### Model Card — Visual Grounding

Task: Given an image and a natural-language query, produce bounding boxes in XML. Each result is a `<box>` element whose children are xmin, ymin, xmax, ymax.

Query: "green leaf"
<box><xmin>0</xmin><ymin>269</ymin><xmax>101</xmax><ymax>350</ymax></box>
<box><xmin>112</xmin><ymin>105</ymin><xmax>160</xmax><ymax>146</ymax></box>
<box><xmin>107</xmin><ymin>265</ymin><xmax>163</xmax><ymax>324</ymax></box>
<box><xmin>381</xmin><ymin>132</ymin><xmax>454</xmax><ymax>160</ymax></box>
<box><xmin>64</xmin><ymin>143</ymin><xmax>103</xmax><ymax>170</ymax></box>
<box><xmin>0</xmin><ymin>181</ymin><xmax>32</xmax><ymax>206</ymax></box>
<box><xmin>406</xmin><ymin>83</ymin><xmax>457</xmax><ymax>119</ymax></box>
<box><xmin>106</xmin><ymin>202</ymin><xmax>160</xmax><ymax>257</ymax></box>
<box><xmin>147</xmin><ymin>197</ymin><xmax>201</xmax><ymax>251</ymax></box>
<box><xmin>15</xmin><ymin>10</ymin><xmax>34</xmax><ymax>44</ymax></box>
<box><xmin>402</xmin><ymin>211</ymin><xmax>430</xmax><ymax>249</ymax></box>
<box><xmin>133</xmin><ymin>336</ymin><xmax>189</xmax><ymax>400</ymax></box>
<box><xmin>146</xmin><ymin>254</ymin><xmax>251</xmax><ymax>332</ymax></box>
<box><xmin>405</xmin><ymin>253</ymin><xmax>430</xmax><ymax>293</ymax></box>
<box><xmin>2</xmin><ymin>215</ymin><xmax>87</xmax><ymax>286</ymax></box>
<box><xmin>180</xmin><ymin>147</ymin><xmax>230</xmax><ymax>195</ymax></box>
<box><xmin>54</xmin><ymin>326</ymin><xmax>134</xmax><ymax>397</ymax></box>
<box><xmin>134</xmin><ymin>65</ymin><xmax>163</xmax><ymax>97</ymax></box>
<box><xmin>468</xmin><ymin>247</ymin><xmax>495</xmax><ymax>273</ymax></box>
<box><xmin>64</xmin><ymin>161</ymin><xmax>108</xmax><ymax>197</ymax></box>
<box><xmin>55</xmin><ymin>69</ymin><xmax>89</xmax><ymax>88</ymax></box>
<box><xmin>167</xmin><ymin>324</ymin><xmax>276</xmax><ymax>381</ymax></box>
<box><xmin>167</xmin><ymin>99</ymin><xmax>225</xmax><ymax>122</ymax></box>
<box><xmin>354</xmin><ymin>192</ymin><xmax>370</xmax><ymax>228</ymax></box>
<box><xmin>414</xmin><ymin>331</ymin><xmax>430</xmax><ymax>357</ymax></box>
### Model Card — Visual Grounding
________
Copy the lines above word for word, starting from the very first one and ending with the line that holds "Task: Given an", including that line.

### Model Card — Visual Grounding

Task: Given an image and a natural-language query, produce bounding boxes in XML. Each result is a `<box>` element whose children are xmin, ymin, xmax, ymax.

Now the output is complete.